SHORT EXERCISE>
Print every entry exactly as written.

EXERCISE INPUTS>
········

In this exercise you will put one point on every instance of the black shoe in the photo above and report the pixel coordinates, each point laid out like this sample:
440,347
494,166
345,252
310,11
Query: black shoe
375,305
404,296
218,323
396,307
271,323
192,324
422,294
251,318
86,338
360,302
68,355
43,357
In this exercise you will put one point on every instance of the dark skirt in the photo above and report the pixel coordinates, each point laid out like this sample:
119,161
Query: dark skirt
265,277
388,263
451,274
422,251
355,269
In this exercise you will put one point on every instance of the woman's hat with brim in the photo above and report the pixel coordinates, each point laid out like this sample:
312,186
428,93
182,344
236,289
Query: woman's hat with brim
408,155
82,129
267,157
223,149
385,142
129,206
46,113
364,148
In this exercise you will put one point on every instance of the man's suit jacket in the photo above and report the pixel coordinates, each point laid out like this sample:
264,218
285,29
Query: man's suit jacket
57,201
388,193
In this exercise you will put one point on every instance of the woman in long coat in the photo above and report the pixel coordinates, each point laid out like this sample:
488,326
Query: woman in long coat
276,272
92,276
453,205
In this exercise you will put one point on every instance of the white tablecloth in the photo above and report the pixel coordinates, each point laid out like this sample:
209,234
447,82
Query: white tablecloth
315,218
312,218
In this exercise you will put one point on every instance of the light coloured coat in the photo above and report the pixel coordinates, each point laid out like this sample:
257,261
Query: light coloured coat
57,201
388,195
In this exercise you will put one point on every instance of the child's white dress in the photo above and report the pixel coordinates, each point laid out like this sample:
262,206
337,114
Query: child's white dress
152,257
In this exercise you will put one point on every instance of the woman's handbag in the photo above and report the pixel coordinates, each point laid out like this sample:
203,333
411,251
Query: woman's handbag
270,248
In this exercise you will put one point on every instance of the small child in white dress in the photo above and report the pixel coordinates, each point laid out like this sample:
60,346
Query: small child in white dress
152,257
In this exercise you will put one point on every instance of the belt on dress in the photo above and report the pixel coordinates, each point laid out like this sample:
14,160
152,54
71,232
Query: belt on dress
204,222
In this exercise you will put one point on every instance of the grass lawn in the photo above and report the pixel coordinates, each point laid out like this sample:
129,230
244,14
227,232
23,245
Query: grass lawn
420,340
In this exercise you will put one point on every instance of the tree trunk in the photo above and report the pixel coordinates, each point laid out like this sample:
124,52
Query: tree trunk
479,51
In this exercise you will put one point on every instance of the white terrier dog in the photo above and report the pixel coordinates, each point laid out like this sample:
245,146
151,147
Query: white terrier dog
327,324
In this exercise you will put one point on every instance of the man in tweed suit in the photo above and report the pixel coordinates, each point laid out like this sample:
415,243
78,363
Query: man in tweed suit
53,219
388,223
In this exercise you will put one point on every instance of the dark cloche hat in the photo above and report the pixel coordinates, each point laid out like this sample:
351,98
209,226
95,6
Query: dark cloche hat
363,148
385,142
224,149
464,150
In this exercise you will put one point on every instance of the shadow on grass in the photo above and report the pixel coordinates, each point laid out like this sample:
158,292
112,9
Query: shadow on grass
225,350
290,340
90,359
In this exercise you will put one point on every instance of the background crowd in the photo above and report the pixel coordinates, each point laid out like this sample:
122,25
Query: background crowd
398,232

········

WRITTEN ANSWER>
In this exercise you will put one point on every instance of the black shoe in the photo above and report the pixel coordinates, each point laid out like this sample:
440,347
494,166
345,252
310,11
Query: black shoe
375,305
404,296
218,323
396,307
271,323
192,324
422,294
251,318
86,338
360,302
68,355
43,357
In this exercise you will put one point on every instance of the dark skirt in the photo above and report the pixel coordinates, each point laid out like this sample:
119,161
Query: dark skirt
265,277
388,263
451,274
422,251
355,269
In this exercise you will put one point on every instance of the woman's hat with brim in the photo above and report the pixel coordinates, each point laid out like this sample:
312,186
428,93
182,344
236,289
Query: woman's hat with brim
408,155
82,129
267,157
223,149
385,142
129,206
46,113
364,148
In this exercise you will put one point on every instance of the man's suit jacket in the photo above and report the pixel coordinates, each point laid out like this sample:
264,218
285,29
Query: man's suit jacket
57,201
388,193
In this exercise you will put one point on every instance of the woman in long coat in the photo above and report the pixel coordinates, each point laid out like this sample:
488,326
Query: woman in long coat
276,272
92,276
453,205
In this exercise you will put one point on every instance of the white tablecloth in the photo above and report the pixel coordinates, each point laid out like this sample:
209,234
447,82
Query: white tablecloth
315,218
312,218
In this exercise you will put one point on every instance of the light coloured coat in the photo above and report the pixel coordinates, each point laid out like this sample:
257,261
Query: light coloured coat
57,201
388,195
In this exercise you will put one point on every instance of the child's white dress in the photo above and report the pixel coordinates, each point laid out like this sample:
262,206
337,114
Query: child's white dress
152,257
In this exercise you will put one point on every instance of the woman's handbag in the photo above and report the pixel coordinates, each point laid out like this sample:
203,333
411,251
Query: woman's handbag
270,248
In this exercise you will put one point on every instance of the small child in white dress in the photo above and report the pixel coordinates, each point laid out like this sample:
60,346
Query: small child in white dress
152,257
In this exercise you will put one point on every instance of the belt on dress in the photo above and report the pixel coordinates, each point laid out like this sample:
14,160
152,54
71,232
Query: belt on dress
204,222
In this exercise you will put one point on every instance of the grass lawn in the photo above and report the pixel coordinates, each point laid out like this sample:
129,230
244,14
227,232
23,245
Query: grass lawn
420,340
In this exercise you will put one point on every instance of the tree trunk in the photo above and report the pixel coordinates, each point laid out like this sample:
124,52
Query: tree trunk
479,51
In this exercise you will put one point on every instance of the white terrier dog in the photo above and report the pixel coordinates, each point laid out like this sample:
245,146
151,147
Query: white terrier dog
327,324
In this exercise you will put one point on every instance of the man in tweed suit in the photo above and report the pixel coordinates, each point laid out like this sample:
415,243
78,363
Query: man in tweed suit
53,219
388,223
In this exercise you will put one point on every instance of the dark cloche hat in the photo above and report the pixel coordinates, each point laid out like this sample:
351,98
209,226
95,6
Query: dark cloche hat
363,148
385,142
224,149
464,150
In this exercise you will put one point on every instance of the shadow on grass in the photo above and report the pixel coordinates, each point laid out like this sample:
158,292
112,9
Query: shadow on grass
225,350
290,340
90,359
In this exercise you will put one point on every instance of the background crowd in the photo above and report the pixel coordinates, each point laid out like this sample:
122,25
Query: background crowd
398,232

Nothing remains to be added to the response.